● **EXTRAIT DU DOCUMENT**:
┏━━

A l’initiative de l’Université populaire de Marseille, un débat a réuni les lauréats du prix Albert Londres marseillais, en présence d’Hervé Brusini, Président du prix Albert Londres, le 6 mai 2023, dans l’amphi de la Faculté de droit et de science politique sur La Canebière.

La Marseillaise, 4 mai 2023
Accueil – Introduction au débat

Monsieur le Doyen,
Monsieur le Président du Prix Albert-Londres,
Mesdames, Messieurs,

Lorsque l’Université populaire de Marseille (Jean-Pierre Brundu) est venu me parler de rassembler les lauréats marseillais du Prix Albert-Londres pour un débat sur l’avenir de la presse, j’ai immédiatement trouvé l’initiative très forte et très belle.

Nous avons déjà ensemble un partenariat pour des conférences de grande qualité à l’auditorium de la mairie 1-7, un lundi sur deux, avec un public fidèle. Par cet événement, il s’agit à la fois d’élargir le public, et de nourrir la réflexion sur l’évolution de ce « quatrième pouvoir » que représente la presse et les médias dans les démocraties… ou qu’il est censé représenter, dans nos démocraties bien abîmées.

┗━━

● **LIGNES EXTRAITES**:

┏━━

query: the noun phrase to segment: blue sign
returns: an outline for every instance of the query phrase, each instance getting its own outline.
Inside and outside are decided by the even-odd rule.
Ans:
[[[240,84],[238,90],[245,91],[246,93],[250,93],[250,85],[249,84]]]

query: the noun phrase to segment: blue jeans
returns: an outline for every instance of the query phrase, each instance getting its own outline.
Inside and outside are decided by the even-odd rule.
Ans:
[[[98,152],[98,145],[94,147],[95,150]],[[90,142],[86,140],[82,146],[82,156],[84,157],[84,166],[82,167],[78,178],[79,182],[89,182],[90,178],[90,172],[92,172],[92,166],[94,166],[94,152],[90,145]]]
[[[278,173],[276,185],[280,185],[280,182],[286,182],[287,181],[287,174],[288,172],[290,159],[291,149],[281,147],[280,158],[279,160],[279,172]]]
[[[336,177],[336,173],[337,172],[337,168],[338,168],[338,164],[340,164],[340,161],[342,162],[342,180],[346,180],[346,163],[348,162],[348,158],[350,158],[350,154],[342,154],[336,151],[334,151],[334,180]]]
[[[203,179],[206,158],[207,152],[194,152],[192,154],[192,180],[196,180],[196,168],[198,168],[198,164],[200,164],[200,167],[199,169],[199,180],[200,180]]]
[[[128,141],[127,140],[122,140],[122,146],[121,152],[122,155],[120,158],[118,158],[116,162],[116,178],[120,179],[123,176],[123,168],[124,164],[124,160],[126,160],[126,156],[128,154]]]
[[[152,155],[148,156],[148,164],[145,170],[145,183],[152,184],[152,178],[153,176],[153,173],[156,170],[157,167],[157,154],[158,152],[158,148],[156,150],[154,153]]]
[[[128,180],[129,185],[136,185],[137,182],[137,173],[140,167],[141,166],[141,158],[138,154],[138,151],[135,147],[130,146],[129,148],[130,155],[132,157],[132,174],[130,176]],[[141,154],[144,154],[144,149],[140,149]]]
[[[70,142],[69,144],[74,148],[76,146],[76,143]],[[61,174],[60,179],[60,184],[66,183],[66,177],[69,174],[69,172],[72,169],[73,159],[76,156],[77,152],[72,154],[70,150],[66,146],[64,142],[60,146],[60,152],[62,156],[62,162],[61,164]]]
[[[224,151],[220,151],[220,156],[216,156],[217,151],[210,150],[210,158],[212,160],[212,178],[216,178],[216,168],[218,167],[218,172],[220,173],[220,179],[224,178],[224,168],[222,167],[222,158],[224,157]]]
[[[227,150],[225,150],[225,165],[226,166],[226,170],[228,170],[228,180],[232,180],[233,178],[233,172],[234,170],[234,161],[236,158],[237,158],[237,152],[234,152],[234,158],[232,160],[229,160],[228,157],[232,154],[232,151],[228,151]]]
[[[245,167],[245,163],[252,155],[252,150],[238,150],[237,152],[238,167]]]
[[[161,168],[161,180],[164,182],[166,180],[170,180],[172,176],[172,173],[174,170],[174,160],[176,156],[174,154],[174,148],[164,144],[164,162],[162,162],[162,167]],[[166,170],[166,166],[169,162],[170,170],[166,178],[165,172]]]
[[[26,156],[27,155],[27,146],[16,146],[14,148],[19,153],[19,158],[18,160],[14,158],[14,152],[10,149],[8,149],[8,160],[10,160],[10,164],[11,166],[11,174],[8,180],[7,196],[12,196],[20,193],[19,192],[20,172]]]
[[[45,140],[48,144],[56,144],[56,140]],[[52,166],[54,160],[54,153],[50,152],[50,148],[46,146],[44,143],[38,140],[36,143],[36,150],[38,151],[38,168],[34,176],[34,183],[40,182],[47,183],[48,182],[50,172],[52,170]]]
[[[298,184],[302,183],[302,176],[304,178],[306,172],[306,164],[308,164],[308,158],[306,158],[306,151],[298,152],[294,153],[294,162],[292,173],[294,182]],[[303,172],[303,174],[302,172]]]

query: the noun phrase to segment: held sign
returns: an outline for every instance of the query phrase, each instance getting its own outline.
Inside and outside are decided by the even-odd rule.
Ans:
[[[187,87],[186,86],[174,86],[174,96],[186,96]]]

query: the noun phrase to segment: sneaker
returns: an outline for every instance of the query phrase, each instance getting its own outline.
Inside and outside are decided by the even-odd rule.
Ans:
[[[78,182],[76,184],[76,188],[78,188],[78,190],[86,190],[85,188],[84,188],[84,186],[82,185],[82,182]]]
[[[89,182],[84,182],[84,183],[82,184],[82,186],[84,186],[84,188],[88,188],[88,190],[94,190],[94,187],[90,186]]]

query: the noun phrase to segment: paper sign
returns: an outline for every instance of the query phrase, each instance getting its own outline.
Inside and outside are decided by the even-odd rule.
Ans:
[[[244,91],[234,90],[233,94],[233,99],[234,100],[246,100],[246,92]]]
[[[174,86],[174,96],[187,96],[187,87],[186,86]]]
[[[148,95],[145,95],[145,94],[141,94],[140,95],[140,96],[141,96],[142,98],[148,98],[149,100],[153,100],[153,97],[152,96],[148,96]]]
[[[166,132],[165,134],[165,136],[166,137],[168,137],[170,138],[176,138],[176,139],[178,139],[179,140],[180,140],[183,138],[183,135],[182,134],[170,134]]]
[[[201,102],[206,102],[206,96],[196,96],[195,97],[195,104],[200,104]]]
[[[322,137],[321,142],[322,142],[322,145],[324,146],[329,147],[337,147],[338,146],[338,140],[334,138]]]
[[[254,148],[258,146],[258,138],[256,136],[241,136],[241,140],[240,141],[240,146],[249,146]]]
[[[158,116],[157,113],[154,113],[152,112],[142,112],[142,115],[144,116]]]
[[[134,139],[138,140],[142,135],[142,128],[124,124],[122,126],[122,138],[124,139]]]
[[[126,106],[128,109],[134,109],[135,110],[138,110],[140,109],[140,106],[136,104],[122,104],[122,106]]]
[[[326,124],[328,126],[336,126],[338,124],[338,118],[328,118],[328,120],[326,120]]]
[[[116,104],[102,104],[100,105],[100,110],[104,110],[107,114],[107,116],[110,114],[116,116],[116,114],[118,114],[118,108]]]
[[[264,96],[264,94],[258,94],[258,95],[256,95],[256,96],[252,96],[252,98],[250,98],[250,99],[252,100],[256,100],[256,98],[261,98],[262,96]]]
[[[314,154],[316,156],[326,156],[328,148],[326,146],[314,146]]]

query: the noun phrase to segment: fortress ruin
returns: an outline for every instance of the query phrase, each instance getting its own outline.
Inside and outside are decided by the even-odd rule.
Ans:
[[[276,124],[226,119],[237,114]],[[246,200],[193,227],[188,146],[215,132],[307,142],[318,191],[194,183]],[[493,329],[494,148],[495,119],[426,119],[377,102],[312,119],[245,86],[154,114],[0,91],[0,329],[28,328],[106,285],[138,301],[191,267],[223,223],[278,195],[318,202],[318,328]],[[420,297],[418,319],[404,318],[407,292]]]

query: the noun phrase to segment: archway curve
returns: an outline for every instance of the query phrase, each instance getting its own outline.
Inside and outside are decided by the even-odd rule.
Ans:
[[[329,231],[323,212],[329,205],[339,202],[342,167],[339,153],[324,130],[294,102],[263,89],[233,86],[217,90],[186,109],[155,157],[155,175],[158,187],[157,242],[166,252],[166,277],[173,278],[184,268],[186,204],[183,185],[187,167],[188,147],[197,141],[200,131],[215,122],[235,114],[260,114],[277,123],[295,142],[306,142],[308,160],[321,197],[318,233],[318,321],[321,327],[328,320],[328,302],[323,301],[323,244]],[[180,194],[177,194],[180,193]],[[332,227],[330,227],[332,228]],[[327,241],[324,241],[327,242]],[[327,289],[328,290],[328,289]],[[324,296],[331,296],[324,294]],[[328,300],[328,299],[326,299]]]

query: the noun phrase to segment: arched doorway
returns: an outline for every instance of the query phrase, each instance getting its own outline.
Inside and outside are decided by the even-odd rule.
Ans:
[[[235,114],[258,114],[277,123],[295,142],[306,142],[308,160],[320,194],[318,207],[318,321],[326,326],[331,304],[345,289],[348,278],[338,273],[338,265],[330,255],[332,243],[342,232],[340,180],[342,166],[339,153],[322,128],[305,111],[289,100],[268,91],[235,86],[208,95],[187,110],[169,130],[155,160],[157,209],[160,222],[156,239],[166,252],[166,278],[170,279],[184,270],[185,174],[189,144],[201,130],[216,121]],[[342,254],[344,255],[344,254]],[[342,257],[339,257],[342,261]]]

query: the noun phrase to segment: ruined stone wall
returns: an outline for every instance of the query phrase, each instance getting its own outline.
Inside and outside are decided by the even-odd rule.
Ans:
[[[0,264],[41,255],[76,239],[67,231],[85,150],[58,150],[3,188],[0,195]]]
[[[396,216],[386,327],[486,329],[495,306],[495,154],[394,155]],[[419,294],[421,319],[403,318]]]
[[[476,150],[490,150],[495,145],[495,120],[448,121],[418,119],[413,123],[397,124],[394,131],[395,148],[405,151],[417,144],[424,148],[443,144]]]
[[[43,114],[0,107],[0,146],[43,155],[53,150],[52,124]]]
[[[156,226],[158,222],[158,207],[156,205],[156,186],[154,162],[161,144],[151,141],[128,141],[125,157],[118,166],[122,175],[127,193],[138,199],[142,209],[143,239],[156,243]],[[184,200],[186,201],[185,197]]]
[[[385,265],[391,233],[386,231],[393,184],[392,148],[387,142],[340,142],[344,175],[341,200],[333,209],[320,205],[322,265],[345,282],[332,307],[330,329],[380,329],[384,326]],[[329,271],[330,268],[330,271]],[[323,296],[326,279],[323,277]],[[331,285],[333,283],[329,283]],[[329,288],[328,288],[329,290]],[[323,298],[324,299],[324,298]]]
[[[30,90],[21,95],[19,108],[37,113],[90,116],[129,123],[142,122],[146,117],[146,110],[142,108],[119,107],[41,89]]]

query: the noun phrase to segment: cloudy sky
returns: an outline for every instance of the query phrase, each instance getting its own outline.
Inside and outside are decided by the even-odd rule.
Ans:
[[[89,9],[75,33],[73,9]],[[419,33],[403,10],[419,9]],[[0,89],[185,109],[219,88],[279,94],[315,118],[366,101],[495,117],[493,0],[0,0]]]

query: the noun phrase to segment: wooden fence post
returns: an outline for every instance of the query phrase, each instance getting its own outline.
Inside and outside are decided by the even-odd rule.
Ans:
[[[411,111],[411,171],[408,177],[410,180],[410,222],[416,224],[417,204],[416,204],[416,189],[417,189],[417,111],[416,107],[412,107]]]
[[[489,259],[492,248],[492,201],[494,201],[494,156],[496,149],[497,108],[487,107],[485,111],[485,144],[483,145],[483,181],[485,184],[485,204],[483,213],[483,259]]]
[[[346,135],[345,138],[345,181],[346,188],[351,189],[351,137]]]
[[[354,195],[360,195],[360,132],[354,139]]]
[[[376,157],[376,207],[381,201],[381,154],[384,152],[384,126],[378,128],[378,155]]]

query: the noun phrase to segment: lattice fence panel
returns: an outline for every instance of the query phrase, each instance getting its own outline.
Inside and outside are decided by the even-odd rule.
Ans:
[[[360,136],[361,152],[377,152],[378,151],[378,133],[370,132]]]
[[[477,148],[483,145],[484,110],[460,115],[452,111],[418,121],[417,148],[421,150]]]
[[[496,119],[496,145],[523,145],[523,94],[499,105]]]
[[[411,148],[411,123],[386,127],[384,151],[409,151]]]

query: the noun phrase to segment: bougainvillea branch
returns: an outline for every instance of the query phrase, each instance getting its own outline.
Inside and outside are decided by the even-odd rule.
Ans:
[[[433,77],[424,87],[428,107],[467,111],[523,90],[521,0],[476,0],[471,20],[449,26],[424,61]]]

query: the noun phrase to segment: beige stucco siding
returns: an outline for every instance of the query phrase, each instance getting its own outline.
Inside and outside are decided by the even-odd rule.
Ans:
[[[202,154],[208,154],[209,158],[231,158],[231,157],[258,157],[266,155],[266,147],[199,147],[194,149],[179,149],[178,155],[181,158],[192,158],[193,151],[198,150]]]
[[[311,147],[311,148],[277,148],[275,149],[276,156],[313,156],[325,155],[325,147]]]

┗━━

● **VOS CONSIGNES**:
1 – Traduisez en anglais cette phrase de l'allocution sur le débat des lauréats du prix Albert-Londres : « Nous avons déjà ensemble un partenariat pour des conférences de grande qualité à l’auditorium de la mairie 1-7, un lundi sur deux, avec un public fidèle. »
2 – Poursuivez l'allocution sur le débat des lauréats du prix Albert-Londres en reprenant juste après sa dernière phrase.

● **RÉPONSES PAR CONSIGNE**:
1 – Together we already have a partnership for high-quality lectures at the 1-7 town hall auditorium, every other Monday, with a loyal audience.

2 –
Nous le vivons en ce moment, nos institutions ont bien du mal à réguler les conflits, à répondre à des bouleversements phénoménaux comme le changement climatique, le pouvoir des grandes plateformes numériques, la montée de la violence virtuelle en ligne mais aussi physique, les phénomènes de « bulles de vérité », l’essor des théories du complot d’un côté, mais aussi, d’un autre côté, la difficulté grandissante des pensées critiques à se faire entendre, la suprématie de l’image sur l’écrit, l’irruption de l’intelligence artificielle… ça fait beaucoup…

La rapidité de ces transformations bouscule les temps longs de l’Histoire et de l’évolution humaine, déclenche des réactions identitaires et des crispations sécuritaires, au prix de remises en cause des libertés publiques. Dans le classement annuel de Reporters Sans Frontières, qui existe depuis 2003, la France n’a jamais été bien classée, à une moyenne de la 32ème place, sur 180 pays dans le monde. Cette année, notre pays est remonté de deux places, à la 24ème place mais selon l’ONG, c’est « parce que la situation se dégrade ailleurs », par exemple en Allemagne.

Dans ce moment de grande angoisse, nous devons préserver un temps de réflexion et de recul… avec l’actualité : Et c’est bien le paradoxe du débat d’aujourd’hui.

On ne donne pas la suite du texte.